Excerpted text
> We grant the human a “soul” because we cannot see the trillions of calculations happening in the dark of the skull. We deny the machine a soul simply because we can see the code. We are like children who think a puppet is alive until they see the strings, failing to see how we are just products of the strings of evolution.
Much like children grow up to understand that puppets aren't alive, we'll grow up to understand that LLMs aren't alive.
> ethics boards will strictly prohibit a scientist from testing or manipulating a petri dish of human neurons under certain painful or destructive conditions because of the “sanctity” of the biological material.
This doesn't seem to be true. The closest thing I've found is this paper that suggests maybe eventually we should consider discussing the ethical implications of playing with cerebral organoids: https://www.cambridge.org/core/journals/cambridge-quarterly-...

Recorded information
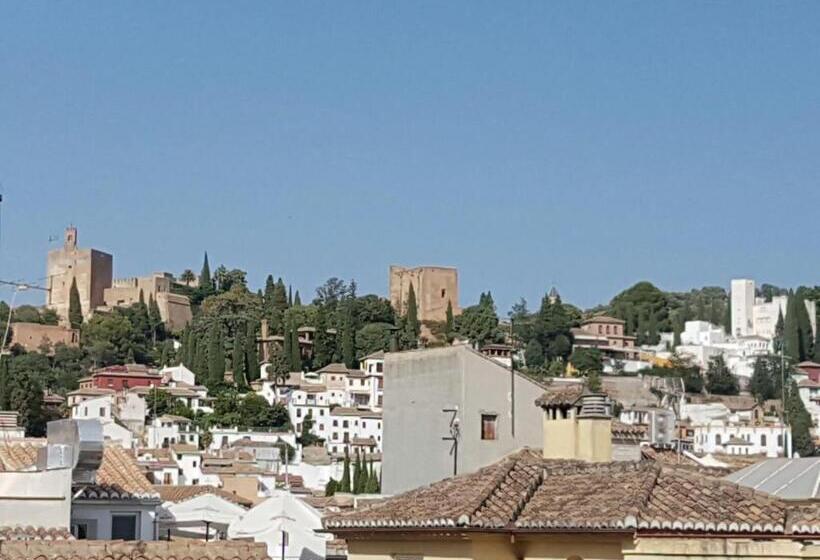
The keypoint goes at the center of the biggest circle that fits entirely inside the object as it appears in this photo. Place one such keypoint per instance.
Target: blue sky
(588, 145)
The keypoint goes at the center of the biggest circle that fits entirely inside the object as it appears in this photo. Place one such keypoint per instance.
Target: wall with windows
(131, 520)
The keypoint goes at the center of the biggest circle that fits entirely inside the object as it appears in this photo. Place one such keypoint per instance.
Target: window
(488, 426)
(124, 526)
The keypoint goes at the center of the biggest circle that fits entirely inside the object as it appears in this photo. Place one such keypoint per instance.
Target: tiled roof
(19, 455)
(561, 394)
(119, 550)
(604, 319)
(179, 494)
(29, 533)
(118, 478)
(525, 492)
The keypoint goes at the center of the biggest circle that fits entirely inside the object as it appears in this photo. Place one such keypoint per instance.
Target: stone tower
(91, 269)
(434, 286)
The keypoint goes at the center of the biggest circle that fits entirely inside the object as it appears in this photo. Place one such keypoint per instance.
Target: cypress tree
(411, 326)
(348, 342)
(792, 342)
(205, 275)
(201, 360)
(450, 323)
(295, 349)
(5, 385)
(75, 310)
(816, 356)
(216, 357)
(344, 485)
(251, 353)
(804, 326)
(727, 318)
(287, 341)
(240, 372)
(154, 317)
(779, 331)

--

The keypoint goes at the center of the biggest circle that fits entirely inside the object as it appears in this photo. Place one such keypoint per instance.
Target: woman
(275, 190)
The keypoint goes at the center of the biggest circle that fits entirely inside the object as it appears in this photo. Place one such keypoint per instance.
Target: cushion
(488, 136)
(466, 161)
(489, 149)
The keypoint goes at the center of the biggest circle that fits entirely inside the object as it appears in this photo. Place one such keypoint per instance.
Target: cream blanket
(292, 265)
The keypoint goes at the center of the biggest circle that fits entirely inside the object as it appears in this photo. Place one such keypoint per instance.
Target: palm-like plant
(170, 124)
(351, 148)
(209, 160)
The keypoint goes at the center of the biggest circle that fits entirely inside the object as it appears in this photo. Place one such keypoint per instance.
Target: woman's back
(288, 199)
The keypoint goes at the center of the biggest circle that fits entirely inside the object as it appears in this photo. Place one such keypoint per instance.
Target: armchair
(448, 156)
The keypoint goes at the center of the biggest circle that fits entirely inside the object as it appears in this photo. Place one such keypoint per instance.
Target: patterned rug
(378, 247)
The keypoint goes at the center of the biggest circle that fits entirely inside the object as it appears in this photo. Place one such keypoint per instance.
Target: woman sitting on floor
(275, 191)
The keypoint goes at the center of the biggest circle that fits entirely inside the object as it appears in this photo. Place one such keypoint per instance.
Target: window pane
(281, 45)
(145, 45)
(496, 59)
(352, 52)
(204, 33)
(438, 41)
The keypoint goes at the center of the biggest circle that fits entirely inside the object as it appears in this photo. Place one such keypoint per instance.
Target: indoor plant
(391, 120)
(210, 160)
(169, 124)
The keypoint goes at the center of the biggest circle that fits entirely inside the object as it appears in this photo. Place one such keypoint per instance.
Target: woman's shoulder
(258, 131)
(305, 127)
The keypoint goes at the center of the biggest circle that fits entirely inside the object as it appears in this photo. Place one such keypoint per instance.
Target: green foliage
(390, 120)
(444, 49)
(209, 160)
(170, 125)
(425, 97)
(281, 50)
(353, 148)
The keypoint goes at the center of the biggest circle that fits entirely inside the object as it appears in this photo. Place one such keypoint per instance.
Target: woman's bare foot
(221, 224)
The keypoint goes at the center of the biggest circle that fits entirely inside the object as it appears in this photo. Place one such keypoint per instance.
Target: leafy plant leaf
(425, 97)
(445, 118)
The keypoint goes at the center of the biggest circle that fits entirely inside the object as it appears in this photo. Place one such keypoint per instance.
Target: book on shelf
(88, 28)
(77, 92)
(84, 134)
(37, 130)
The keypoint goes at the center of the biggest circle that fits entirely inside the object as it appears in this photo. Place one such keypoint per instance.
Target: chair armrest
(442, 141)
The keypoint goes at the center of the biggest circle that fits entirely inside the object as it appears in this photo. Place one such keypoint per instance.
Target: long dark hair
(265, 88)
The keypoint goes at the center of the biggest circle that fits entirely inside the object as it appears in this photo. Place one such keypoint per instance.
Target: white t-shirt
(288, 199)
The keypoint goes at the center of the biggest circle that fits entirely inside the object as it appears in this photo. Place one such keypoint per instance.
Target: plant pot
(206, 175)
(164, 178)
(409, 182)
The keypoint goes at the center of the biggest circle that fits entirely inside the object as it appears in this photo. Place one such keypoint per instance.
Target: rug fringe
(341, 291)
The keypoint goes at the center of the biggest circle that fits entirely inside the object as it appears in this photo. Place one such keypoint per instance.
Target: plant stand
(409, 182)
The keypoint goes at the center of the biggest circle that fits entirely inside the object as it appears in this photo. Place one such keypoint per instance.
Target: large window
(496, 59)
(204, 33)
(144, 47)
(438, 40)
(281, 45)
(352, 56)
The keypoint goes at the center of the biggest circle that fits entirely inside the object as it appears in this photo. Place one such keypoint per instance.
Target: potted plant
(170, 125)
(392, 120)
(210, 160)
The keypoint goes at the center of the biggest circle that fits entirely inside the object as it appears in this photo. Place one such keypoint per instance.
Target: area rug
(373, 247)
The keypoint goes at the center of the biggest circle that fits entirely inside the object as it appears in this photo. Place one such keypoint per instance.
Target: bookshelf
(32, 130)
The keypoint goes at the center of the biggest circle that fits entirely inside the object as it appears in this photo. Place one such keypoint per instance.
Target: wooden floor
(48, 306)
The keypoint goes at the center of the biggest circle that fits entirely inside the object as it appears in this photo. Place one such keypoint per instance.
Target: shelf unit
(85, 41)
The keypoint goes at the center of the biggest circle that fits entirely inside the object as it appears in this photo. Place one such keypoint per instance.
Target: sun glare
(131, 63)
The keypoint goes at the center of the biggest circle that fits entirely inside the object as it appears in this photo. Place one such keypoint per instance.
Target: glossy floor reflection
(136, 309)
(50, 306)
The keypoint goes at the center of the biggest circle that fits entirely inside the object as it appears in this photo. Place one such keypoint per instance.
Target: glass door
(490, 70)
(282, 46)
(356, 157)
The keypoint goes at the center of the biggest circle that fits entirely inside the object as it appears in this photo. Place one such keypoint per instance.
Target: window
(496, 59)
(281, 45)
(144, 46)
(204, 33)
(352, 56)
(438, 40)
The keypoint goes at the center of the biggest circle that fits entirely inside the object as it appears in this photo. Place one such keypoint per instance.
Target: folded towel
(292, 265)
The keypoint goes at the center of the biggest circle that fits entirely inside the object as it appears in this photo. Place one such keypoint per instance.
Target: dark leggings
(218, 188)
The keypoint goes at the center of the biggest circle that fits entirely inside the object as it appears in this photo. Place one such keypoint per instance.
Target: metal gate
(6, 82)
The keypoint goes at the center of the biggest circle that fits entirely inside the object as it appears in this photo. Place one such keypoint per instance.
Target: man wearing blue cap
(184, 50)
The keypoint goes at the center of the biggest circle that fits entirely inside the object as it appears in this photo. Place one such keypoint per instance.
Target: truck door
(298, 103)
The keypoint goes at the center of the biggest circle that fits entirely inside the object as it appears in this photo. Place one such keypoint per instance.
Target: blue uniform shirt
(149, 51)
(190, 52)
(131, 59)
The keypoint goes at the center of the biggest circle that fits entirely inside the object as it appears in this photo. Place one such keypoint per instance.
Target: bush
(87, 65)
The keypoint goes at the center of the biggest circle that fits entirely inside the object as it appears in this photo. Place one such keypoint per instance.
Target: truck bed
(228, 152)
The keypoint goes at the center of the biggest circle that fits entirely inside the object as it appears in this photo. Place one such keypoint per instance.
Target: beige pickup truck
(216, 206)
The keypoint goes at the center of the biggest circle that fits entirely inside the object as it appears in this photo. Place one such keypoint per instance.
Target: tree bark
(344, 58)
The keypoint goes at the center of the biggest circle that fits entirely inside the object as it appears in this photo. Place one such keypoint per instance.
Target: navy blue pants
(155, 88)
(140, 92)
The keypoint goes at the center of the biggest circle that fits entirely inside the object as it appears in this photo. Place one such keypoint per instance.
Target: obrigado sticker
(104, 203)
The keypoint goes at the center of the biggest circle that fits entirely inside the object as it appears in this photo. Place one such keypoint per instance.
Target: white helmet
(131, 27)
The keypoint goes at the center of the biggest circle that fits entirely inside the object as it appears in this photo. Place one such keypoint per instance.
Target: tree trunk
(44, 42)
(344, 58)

What is expected
Reproduce verbatim the stretch of the comment on machine souls from "Much like children" through "the biological material.".

Answer
Much like children grow up to understand that puppets aren't alive, we'll grow up to understand that LLMs aren't alive.
> ethics boards will strictly prohibit a scientist from testing or manipulating a petri dish of human neurons under certain painful or destructive conditions because of the “sanctity” of the biological material.